Work instructions:
Quote the whole listing verbatim.

Data extract:
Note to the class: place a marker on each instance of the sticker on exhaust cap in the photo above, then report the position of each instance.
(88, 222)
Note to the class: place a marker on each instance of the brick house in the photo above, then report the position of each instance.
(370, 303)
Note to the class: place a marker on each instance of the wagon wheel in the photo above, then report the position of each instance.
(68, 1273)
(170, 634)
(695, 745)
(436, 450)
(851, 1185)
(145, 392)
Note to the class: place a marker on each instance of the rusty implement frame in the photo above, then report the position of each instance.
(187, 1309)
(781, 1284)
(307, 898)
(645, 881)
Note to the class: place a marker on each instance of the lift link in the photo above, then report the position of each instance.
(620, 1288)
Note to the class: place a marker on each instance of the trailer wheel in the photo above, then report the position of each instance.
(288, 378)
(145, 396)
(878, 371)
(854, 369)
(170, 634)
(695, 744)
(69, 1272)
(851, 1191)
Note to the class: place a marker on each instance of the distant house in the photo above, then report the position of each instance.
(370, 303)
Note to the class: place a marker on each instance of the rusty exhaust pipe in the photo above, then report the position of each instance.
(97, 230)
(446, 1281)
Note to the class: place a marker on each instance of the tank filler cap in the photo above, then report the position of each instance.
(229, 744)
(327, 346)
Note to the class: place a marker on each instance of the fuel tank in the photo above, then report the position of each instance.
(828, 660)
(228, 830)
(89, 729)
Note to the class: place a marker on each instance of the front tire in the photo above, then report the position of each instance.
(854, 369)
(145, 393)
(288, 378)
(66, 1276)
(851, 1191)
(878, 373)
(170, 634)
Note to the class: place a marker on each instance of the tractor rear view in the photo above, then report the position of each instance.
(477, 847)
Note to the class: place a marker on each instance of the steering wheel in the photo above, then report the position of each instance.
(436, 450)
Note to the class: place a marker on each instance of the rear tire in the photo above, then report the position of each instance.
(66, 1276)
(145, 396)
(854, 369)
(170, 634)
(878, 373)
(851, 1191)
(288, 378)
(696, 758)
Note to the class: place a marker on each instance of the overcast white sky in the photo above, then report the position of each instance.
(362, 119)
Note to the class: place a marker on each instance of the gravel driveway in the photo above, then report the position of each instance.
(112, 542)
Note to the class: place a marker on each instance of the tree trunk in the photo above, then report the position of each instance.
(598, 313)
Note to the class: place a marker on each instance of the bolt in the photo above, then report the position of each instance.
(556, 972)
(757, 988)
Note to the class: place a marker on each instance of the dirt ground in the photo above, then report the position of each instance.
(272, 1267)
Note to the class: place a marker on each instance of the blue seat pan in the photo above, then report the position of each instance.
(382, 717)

Solution to the problem:
Note to the class: place a marker on each instance of the sticker on exhaust cap in the photo above, then report the position of each instance.
(88, 222)
Note to the class: place a marker on each instance of the brick house in the photo above, then report the position of each instance.
(370, 303)
Note to the class: place a marker on each instance of the wagon wheel in the photo above, then report the position of each instance.
(68, 1273)
(170, 634)
(695, 745)
(436, 450)
(851, 1185)
(145, 392)
Note to the class: place a marker on each instance of the rusty implement frame in the photo above, then report the position of each instance.
(187, 1309)
(781, 1284)
(307, 898)
(645, 881)
Note to the class: place a marker on each instance of the lift link in the photo above, then report the position of each instance.
(620, 1288)
Note to the class: place a marker on each instance of the trailer wheel in the photo above, then report the position of each instance.
(288, 378)
(145, 396)
(878, 371)
(854, 369)
(170, 634)
(695, 744)
(69, 1272)
(851, 1191)
Note to the class: place a marker on each instance of the distant house in the photo above, then report the position of each instance.
(370, 303)
Note to the class: place a marker on each instance of the rusty exhaust pipe in the photo above, then report the position of each instance.
(97, 230)
(446, 1281)
Note to the class: place a marker on each instance of the tank filler cap in the photo above, then report the position of each instance.
(229, 744)
(327, 346)
Note to the class: place a marker on each instance of the fuel tank in the photo above, then report the position of each instance.
(828, 660)
(228, 830)
(89, 729)
Note to the class: place a marker on each instance of the front tire in the photo above, then report the position of each instance.
(854, 369)
(145, 393)
(288, 378)
(66, 1276)
(851, 1191)
(878, 373)
(170, 634)
Note to the class: place a marker on each instance of the tractor rear view in the photo above, then report the position of each instance.
(477, 847)
Note to the class: place a marker on each instance of the steering wheel in the photo above, then report the position of each instance.
(436, 450)
Note to the class: place a marker on each instance of the rear tire in the photo above, then report the position of each instance.
(66, 1276)
(145, 396)
(854, 369)
(170, 634)
(878, 373)
(851, 1191)
(288, 378)
(696, 758)
Note to the class: place a marker on each instance of the overcast white sky in the photo above, then report the position of each instance.
(362, 119)
Note to the class: place a marker on each instance of the gravel driveway in the photo above, then report the position of each instance.
(112, 542)
Note to the class: place a marker on each instance of the tree trunk in the photo above, then report the position of each instance.
(598, 313)
Note to the class: place a marker on each instance of the bolt in the photo above, then report the position of each instance.
(556, 972)
(757, 988)
Note to the class: place a marker on each instance of the dirt ground in the photo above, then report the position of each instance.
(272, 1267)
Note to the class: place a marker on each instance of the blue seat pan in the photo above, then report the position of each instance.
(382, 717)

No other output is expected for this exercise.